• **What is being asked**:
How many lines of the records contain the string "correct"? Case counts. Reply with the number alone.

★ ★ ★ ★

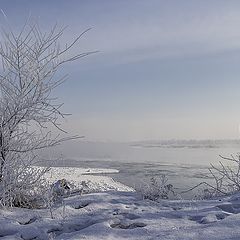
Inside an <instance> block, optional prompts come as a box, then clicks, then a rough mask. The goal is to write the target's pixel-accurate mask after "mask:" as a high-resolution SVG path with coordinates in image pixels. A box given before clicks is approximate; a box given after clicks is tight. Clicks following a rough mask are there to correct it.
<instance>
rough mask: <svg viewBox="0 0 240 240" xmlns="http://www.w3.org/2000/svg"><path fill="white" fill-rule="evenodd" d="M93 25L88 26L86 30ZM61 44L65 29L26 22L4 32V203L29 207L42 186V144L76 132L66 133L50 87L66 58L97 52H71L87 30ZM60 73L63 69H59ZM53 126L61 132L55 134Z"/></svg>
mask: <svg viewBox="0 0 240 240" xmlns="http://www.w3.org/2000/svg"><path fill="white" fill-rule="evenodd" d="M88 30H89V29H88ZM88 30H86V31H84V32H83V33H81V34H80V35H79V36H78V37H77V38H75V39H74V40H73V41H72V42H71V43H69V44H66V45H64V47H62V46H61V44H60V42H61V37H62V36H63V33H64V28H58V27H57V26H54V27H53V28H51V30H50V31H48V32H43V31H41V29H40V27H39V25H38V24H36V23H34V24H29V23H27V24H25V25H24V27H23V28H22V30H21V31H20V32H19V33H15V32H13V31H11V30H9V31H2V35H1V38H0V56H1V67H0V204H2V205H7V206H12V205H20V206H28V205H29V204H31V202H32V201H33V198H35V197H36V194H37V193H38V192H39V190H40V189H41V186H42V181H43V178H42V176H43V174H44V172H45V169H44V170H37V169H36V168H33V167H32V165H33V163H34V162H36V161H38V160H39V153H38V151H39V150H40V149H44V148H48V147H53V146H55V145H57V144H59V143H61V142H62V141H65V140H68V139H73V138H76V137H77V136H70V137H64V136H63V134H62V133H65V132H64V130H63V129H62V128H61V126H60V123H59V119H60V118H63V117H64V116H65V114H64V113H63V112H62V111H61V106H62V104H59V103H58V102H57V99H56V98H54V97H53V96H52V91H53V89H55V88H56V87H57V86H59V84H61V83H62V82H63V81H64V80H65V77H63V78H59V77H58V76H57V75H56V73H57V72H58V70H59V69H60V68H61V67H62V65H64V64H65V63H67V62H71V61H75V60H77V59H79V58H82V57H85V56H87V55H89V54H91V53H93V52H84V53H80V54H76V55H71V54H70V52H71V51H70V50H71V49H72V48H73V46H75V44H76V43H77V42H78V41H79V40H80V38H81V37H82V36H83V35H84V34H85V33H86V32H87V31H88ZM58 75H59V74H58ZM53 127H54V128H55V129H57V130H58V131H59V133H60V134H57V135H54V134H53V133H52V131H51V130H52V129H53Z"/></svg>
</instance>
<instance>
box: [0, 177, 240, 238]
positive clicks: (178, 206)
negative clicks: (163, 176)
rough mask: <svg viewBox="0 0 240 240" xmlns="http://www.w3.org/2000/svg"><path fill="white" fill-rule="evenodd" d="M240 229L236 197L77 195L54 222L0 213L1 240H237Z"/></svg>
mask: <svg viewBox="0 0 240 240" xmlns="http://www.w3.org/2000/svg"><path fill="white" fill-rule="evenodd" d="M85 176H89V178H90V180H92V176H91V175H85ZM71 177H73V178H74V176H73V174H71ZM98 177H99V180H100V178H101V176H98ZM77 179H78V178H77ZM79 179H80V176H79ZM75 180H76V178H75ZM113 182H114V181H111V182H108V184H111V183H113ZM113 189H114V188H113ZM115 190H116V189H115ZM239 226H240V194H235V195H233V196H229V197H225V198H216V199H214V200H201V201H190V200H174V201H173V200H172V201H168V200H162V201H160V202H159V203H157V202H153V201H149V200H143V199H142V198H141V196H140V195H139V194H138V193H137V192H133V191H128V192H127V191H113V190H112V191H105V192H98V193H91V194H85V195H78V194H76V195H74V196H70V197H68V198H65V199H64V201H63V203H58V204H56V205H55V206H54V208H53V218H51V214H50V210H49V209H34V210H31V209H20V208H14V209H0V239H39V240H40V239H72V240H73V239H85V240H86V239H89V240H111V239H117V240H122V239H124V240H126V239H130V240H150V239H151V240H155V239H160V240H206V239H207V240H223V239H224V240H239V239H240V228H239Z"/></svg>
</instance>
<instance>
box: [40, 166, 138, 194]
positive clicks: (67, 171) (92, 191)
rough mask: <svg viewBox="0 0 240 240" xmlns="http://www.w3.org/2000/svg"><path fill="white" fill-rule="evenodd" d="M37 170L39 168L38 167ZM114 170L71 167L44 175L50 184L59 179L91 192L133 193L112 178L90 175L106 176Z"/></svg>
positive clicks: (57, 170)
mask: <svg viewBox="0 0 240 240" xmlns="http://www.w3.org/2000/svg"><path fill="white" fill-rule="evenodd" d="M38 168H39V167H38ZM117 172H118V170H116V169H107V168H73V167H52V168H50V170H49V171H48V172H47V173H46V178H47V179H48V181H49V182H50V183H54V182H56V181H57V180H59V179H66V180H67V181H68V182H70V183H71V184H73V185H74V186H76V187H77V188H78V187H79V186H80V185H82V184H85V185H87V186H88V187H89V188H90V191H91V192H99V191H109V190H115V191H127V192H128V191H134V189H133V188H131V187H128V186H126V185H124V184H121V183H119V182H115V181H114V180H113V179H112V178H110V177H107V176H99V175H92V174H103V173H104V174H107V173H117Z"/></svg>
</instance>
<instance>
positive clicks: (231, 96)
mask: <svg viewBox="0 0 240 240" xmlns="http://www.w3.org/2000/svg"><path fill="white" fill-rule="evenodd" d="M0 8H1V9H2V10H3V11H4V12H5V14H6V15H7V16H8V19H9V22H10V23H11V25H12V26H13V28H18V27H19V26H21V25H22V24H23V22H24V21H25V20H26V18H27V17H28V15H29V14H31V16H33V17H34V18H36V19H38V21H39V23H40V25H41V27H42V28H44V29H45V28H46V29H47V28H49V26H51V25H53V24H54V23H56V22H58V23H59V24H60V25H68V26H69V27H68V29H67V30H66V36H65V39H64V40H70V39H72V38H74V36H77V35H78V33H80V32H81V31H83V30H85V29H86V28H88V27H92V30H91V31H90V32H89V33H88V34H87V35H86V36H85V38H84V39H82V41H81V42H80V43H79V44H78V45H77V46H76V51H88V50H99V51H100V52H99V53H98V54H95V55H92V56H90V57H88V58H85V59H82V60H81V61H78V62H75V63H73V64H72V65H71V66H70V65H69V66H66V67H65V69H64V72H66V73H69V79H68V81H67V82H66V83H65V84H64V85H63V86H61V87H60V88H59V89H58V91H57V92H56V94H57V95H58V96H59V100H61V101H63V102H65V106H64V109H66V111H68V112H71V113H72V114H73V115H72V116H71V117H70V119H69V120H68V122H67V123H66V128H67V129H68V130H70V131H71V132H76V133H78V134H80V135H85V136H86V138H87V139H89V140H115V141H116V140H148V139H169V138H181V139H183V138H184V139H185V138H186V139H188V138H197V139H199V138H201V139H202V138H238V137H239V123H240V1H238V0H235V1H234V0H224V1H221V0H168V1H164V0H156V1H154V0H148V1H141V0H125V1H124V0H118V1H117V0H108V1H107V0H95V1H93V0H92V1H91V0H88V1H87V0H85V1H83V0H51V1H47V0H41V1H37V0H21V1H19V0H0ZM0 20H1V21H0V25H2V26H4V25H5V20H4V18H3V16H1V18H0Z"/></svg>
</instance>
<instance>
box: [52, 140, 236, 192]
mask: <svg viewBox="0 0 240 240" xmlns="http://www.w3.org/2000/svg"><path fill="white" fill-rule="evenodd" d="M65 149H67V151H65V150H64V151H65V152H64V154H65V156H67V158H65V157H63V159H67V160H59V161H57V162H56V163H55V164H56V165H61V166H74V167H103V168H115V169H118V170H120V172H119V173H117V174H110V176H112V177H113V178H114V179H115V180H117V181H120V182H122V183H124V184H126V185H129V186H131V187H136V186H139V185H141V184H144V183H145V182H146V181H149V179H150V178H151V177H153V176H155V177H157V176H159V175H161V174H165V175H166V176H167V177H168V179H169V183H172V184H173V185H174V187H175V188H176V189H179V191H181V190H185V189H188V188H189V187H191V186H193V185H195V184H197V183H200V182H202V181H204V180H205V179H206V175H207V174H208V173H209V172H208V168H209V167H210V163H212V164H215V165H216V164H218V162H219V161H220V160H221V158H220V157H219V155H223V156H230V155H231V154H233V155H236V154H237V153H238V152H240V145H239V144H238V143H237V144H219V143H217V144H216V143H212V142H210V143H209V142H203V143H201V142H200V143H199V142H197V143H195V142H194V143H193V144H192V143H189V142H187V143H186V142H183V143H181V142H180V143H178V142H177V143H171V144H158V143H140V144H139V143H137V144H136V143H134V144H133V143H98V142H81V143H78V144H76V145H75V146H74V145H71V146H68V147H66V148H65ZM59 151H60V149H59ZM60 152H61V151H60ZM207 180H209V179H207Z"/></svg>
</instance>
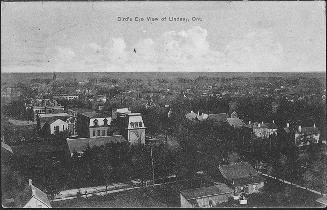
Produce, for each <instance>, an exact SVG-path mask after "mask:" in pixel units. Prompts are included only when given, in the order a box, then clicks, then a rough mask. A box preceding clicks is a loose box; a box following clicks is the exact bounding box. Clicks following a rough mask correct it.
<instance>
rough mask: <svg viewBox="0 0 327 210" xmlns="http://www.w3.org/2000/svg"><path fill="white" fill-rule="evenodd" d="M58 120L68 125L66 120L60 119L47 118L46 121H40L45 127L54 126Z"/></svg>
mask: <svg viewBox="0 0 327 210" xmlns="http://www.w3.org/2000/svg"><path fill="white" fill-rule="evenodd" d="M57 120H60V121H62V122H64V123H66V119H60V118H58V117H49V118H46V119H45V120H43V119H40V123H41V126H43V125H44V124H45V123H49V124H52V123H54V122H56V121H57Z"/></svg>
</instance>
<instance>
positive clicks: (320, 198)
mask: <svg viewBox="0 0 327 210" xmlns="http://www.w3.org/2000/svg"><path fill="white" fill-rule="evenodd" d="M316 201H317V202H319V203H321V204H324V205H327V196H326V195H325V196H323V197H320V198H318V199H317V200H316Z"/></svg>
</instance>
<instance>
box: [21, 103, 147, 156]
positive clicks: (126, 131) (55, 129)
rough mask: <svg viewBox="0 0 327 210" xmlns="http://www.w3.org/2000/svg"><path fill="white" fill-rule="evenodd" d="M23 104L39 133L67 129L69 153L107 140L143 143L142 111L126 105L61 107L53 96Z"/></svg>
mask: <svg viewBox="0 0 327 210" xmlns="http://www.w3.org/2000/svg"><path fill="white" fill-rule="evenodd" d="M27 107H28V108H30V109H33V112H34V118H35V119H36V121H37V124H39V125H40V128H39V129H40V130H39V131H40V134H42V135H44V136H47V135H53V134H59V133H61V132H67V134H68V136H69V138H67V143H68V146H69V150H70V153H71V154H73V153H74V152H77V153H82V152H83V150H84V149H85V148H86V147H88V146H91V147H92V146H95V145H97V146H100V145H104V144H107V143H110V142H126V141H127V142H129V143H131V144H145V129H146V127H145V126H144V122H143V119H142V115H141V114H140V113H132V112H131V111H130V110H129V109H128V108H122V109H114V110H113V111H112V113H106V112H99V111H94V110H92V109H79V108H76V109H75V108H71V109H68V110H67V111H65V110H64V108H63V106H61V105H60V104H58V103H57V101H56V100H50V99H43V100H36V101H32V103H31V104H28V105H27Z"/></svg>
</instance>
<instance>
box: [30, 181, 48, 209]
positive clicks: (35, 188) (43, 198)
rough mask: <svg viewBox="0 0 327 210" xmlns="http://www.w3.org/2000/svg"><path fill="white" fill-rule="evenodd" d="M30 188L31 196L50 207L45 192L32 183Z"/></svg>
mask: <svg viewBox="0 0 327 210" xmlns="http://www.w3.org/2000/svg"><path fill="white" fill-rule="evenodd" d="M31 189H32V196H33V197H34V198H36V199H37V200H39V201H41V202H42V203H44V204H45V205H47V206H48V207H51V205H50V201H49V199H48V196H47V194H45V193H44V192H42V191H41V190H40V189H39V188H37V187H35V186H34V185H31Z"/></svg>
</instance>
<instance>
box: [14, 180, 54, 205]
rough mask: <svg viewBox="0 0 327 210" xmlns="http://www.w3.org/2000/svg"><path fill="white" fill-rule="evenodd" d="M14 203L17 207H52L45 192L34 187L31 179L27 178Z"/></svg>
mask: <svg viewBox="0 0 327 210" xmlns="http://www.w3.org/2000/svg"><path fill="white" fill-rule="evenodd" d="M16 205H17V206H16V207H18V208H52V207H51V205H50V201H49V199H48V196H47V194H45V193H44V192H42V191H41V190H40V189H39V188H37V187H35V186H34V185H33V184H32V180H31V179H29V184H28V186H27V187H26V188H25V189H24V191H23V192H22V193H21V195H20V196H19V198H18V199H16Z"/></svg>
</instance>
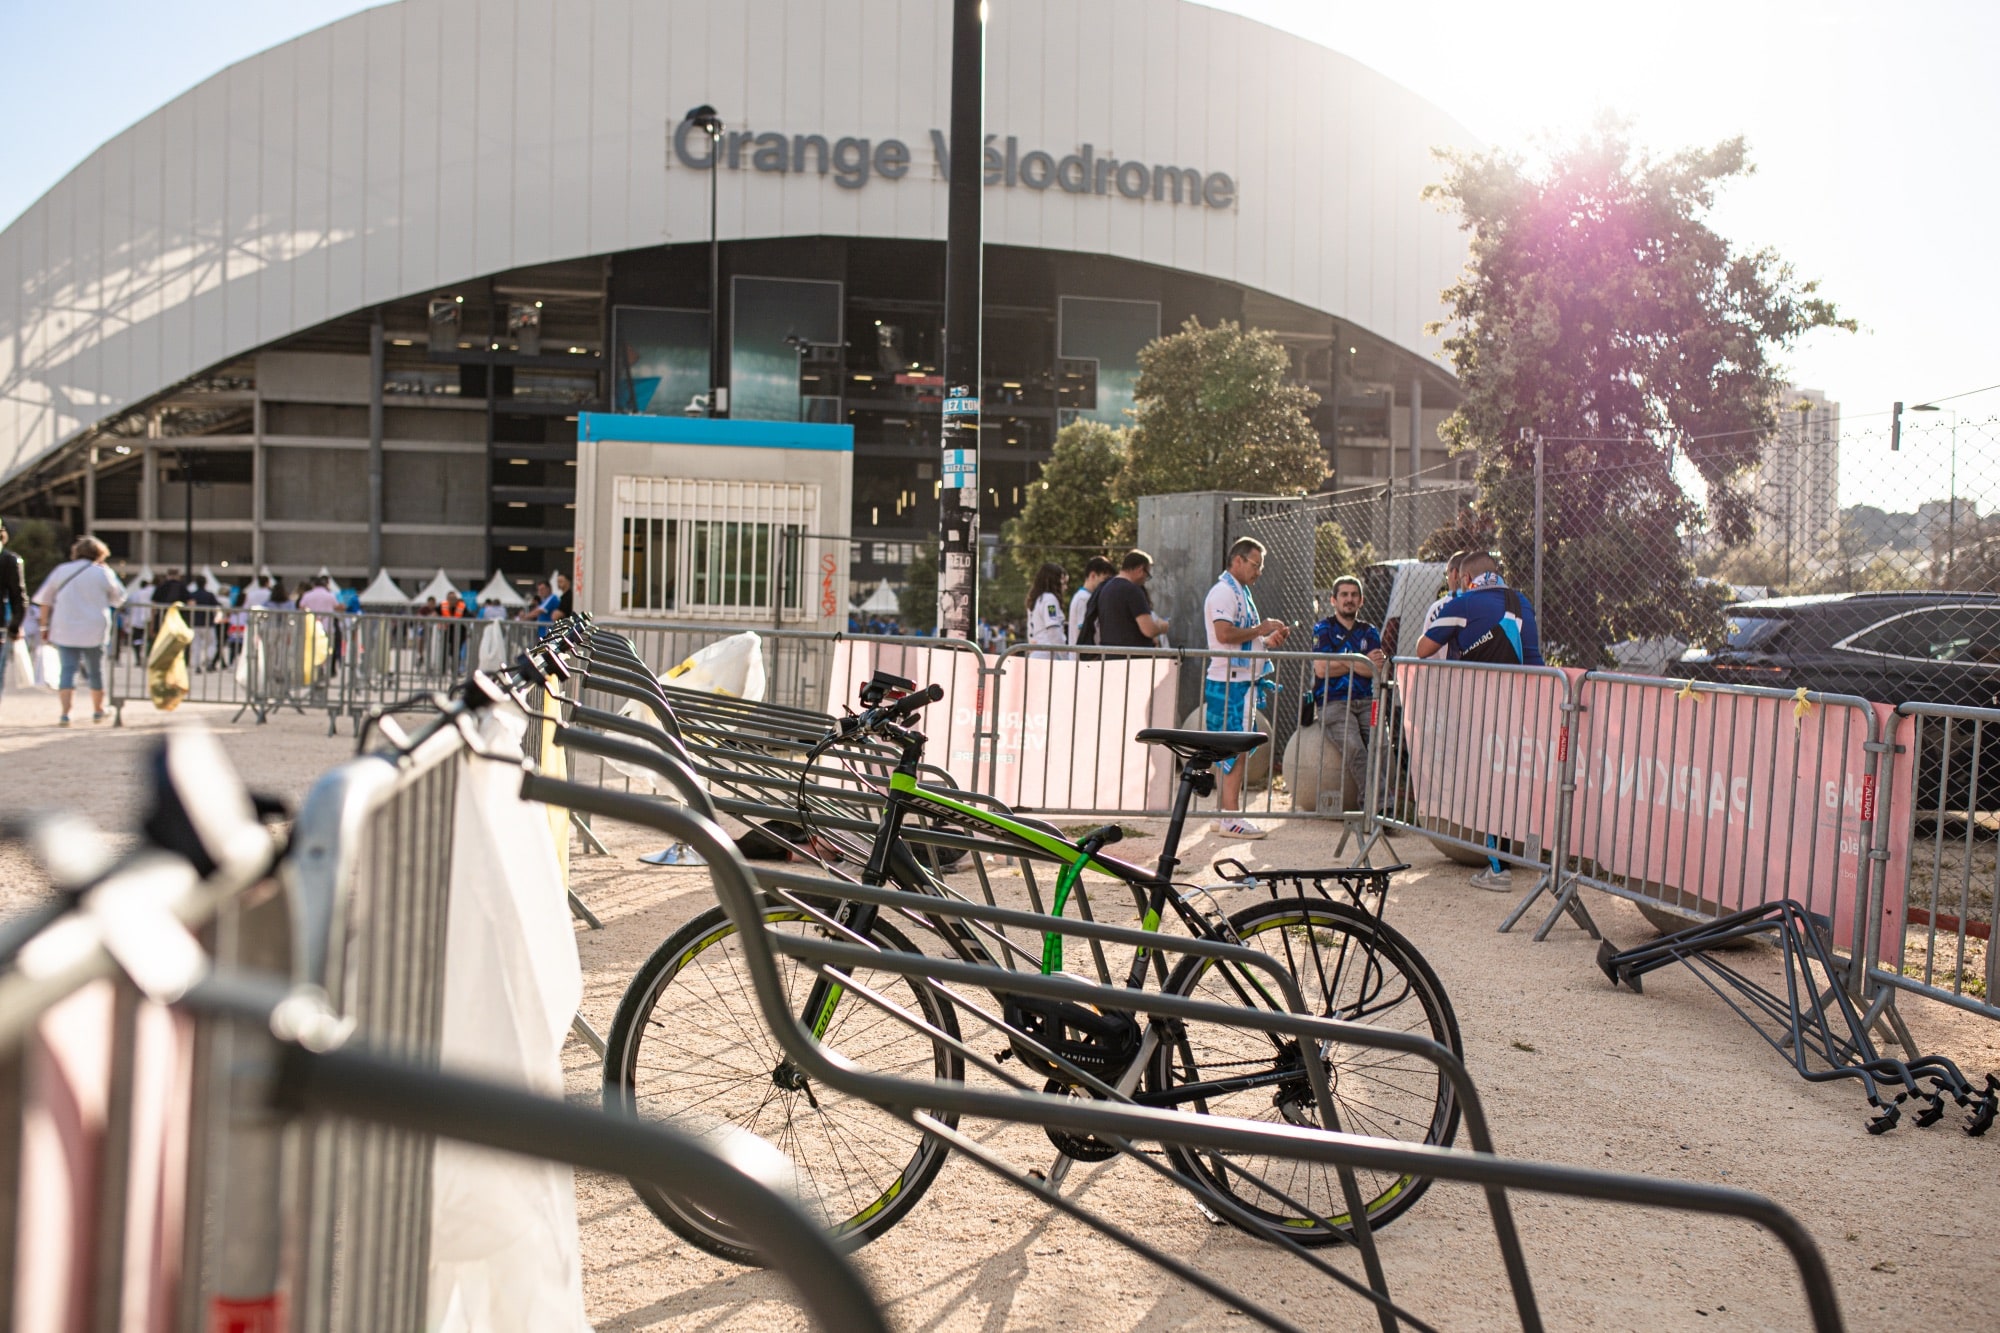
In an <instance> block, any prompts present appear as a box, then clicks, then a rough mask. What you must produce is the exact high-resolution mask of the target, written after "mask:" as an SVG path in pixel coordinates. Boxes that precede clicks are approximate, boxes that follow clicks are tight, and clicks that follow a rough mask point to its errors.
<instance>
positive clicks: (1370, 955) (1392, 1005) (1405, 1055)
mask: <svg viewBox="0 0 2000 1333" xmlns="http://www.w3.org/2000/svg"><path fill="white" fill-rule="evenodd" d="M1230 927H1234V931H1236V935H1238V937H1240V941H1242V945H1246V947H1248V949H1256V951H1260V953H1264V955H1268V957H1272V959H1276V961H1278V963H1280V965H1282V967H1284V969H1286V971H1290V973H1292V977H1294V979H1296V981H1298V989H1300V993H1302V995H1304V999H1306V1007H1308V1009H1312V1013H1316V1015H1318V1017H1328V1019H1344V1021H1348V1023H1364V1025H1368V1027H1376V1029H1384V1031H1398V1033H1416V1035H1420V1037H1430V1039H1434V1041H1438V1043H1440V1045H1444V1047H1448V1049H1450V1051H1454V1053H1458V1051H1460V1043H1458V1019H1456V1017H1454V1015H1452V1003H1450V1001H1448V999H1446V995H1444V987H1442V985H1440V983H1438V977H1436V973H1432V971H1430V965H1428V963H1426V961H1424V955H1420V953H1418V951H1416V947H1414V945H1410V941H1406V939H1404V937H1402V935H1400V933H1396V931H1394V929H1392V927H1388V925H1384V923H1382V921H1378V919H1376V917H1370V915H1368V913H1360V911H1356V909H1352V907H1346V905H1340V903H1326V901H1318V899H1278V901H1270V903H1256V905H1252V907H1246V909H1242V911H1238V913H1234V915H1232V917H1230ZM1166 991H1168V993H1170V995H1188V997H1192V999H1202V1001H1214V1003H1220V1005H1234V1007H1258V1009H1276V1007H1282V997H1278V995H1272V993H1270V977H1268V975H1266V973H1260V971H1254V969H1238V967H1232V965H1218V963H1216V961H1214V959H1196V957H1188V959H1184V961H1182V963H1180V967H1176V969H1174V973H1172V975H1170V977H1168V983H1166ZM1170 1031H1172V1037H1170V1039H1168V1041H1162V1043H1160V1049H1158V1051H1156V1053H1154V1059H1152V1065H1150V1067H1148V1071H1146V1089H1148V1097H1146V1101H1148V1103H1154V1105H1174V1107H1184V1109H1192V1111H1202V1113H1208V1115H1234V1117H1242V1119H1264V1121H1282V1123H1286V1125H1320V1109H1318V1101H1316V1099H1314V1095H1312V1085H1310V1083H1308V1079H1306V1067H1304V1063H1302V1053H1300V1043H1298V1041H1296V1039H1282V1037H1274V1035H1270V1033H1258V1031H1246V1029H1234V1027H1222V1025H1218V1023H1176V1025H1172V1029H1170ZM1318 1057H1320V1061H1322V1067H1324V1069H1326V1075H1328V1083H1332V1095H1334V1115H1336V1117H1338V1123H1336V1125H1334V1129H1342V1131H1348V1133H1360V1135H1376V1137H1384V1139H1400V1141H1404V1143H1436V1145H1448V1143H1450V1141H1452V1137H1454V1135H1456V1133H1458V1099H1456V1097H1454V1095H1452V1087H1450V1083H1446V1079H1444V1075H1440V1073H1438V1069H1436V1065H1432V1063H1430V1061H1426V1059H1422V1057H1416V1055H1402V1053H1398V1051H1382V1049H1376V1047H1360V1045H1346V1043H1322V1051H1320V1053H1318ZM1168 1155H1170V1157H1172V1159H1174V1165H1176V1167H1180V1169H1182V1171H1184V1173H1188V1175H1192V1177H1194V1179H1196V1181H1200V1183H1204V1185H1206V1187H1210V1189H1214V1191H1218V1193H1226V1195H1228V1197H1230V1199H1234V1201H1236V1203H1238V1205H1242V1207H1244V1209H1248V1213H1250V1215H1252V1217H1256V1219H1258V1223H1260V1225H1262V1227H1264V1229H1268V1231H1270V1233H1272V1235H1284V1237H1290V1239H1292V1241H1298V1243H1302V1245H1330V1243H1334V1241H1338V1239H1340V1233H1338V1231H1332V1229H1328V1227H1322V1225H1320V1223H1316V1221H1312V1219H1310V1217H1302V1215H1300V1213H1302V1209H1300V1207H1294V1205H1292V1203H1286V1197H1288V1199H1292V1201H1296V1203H1298V1205H1304V1209H1310V1211H1312V1213H1318V1215H1320V1217H1326V1219H1328V1221H1332V1223H1334V1225H1336V1227H1338V1225H1346V1223H1348V1221H1350V1217H1348V1201H1346V1195H1344V1193H1342V1189H1340V1177H1338V1175H1336V1171H1334V1169H1332V1167H1322V1165H1314V1163H1300V1161H1292V1159H1286V1157H1258V1155H1230V1163H1232V1165H1234V1167H1238V1169H1242V1171H1248V1173H1250V1175H1252V1177H1256V1179H1244V1177H1242V1175H1238V1173H1236V1171H1226V1169H1224V1165H1222V1161H1220V1157H1218V1155H1216V1153H1210V1151H1192V1149H1176V1147H1170V1149H1168ZM1356 1179H1358V1183H1360V1193H1362V1199H1364V1201H1366V1211H1368V1219H1370V1223H1372V1225H1376V1227H1380V1225H1386V1223H1390V1221H1394V1219H1396V1217H1400V1215H1402V1213H1404V1211H1408V1209H1410V1205H1412V1203H1416V1199H1418V1197H1420V1195H1422V1193H1424V1191H1426V1189H1428V1187H1430V1181H1428V1179H1424V1177H1410V1175H1392V1173H1386V1171H1356ZM1258 1181H1262V1185H1260V1183H1258ZM1280 1195H1282V1197H1280Z"/></svg>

★ ★ ★ ★

• **Final answer**:
2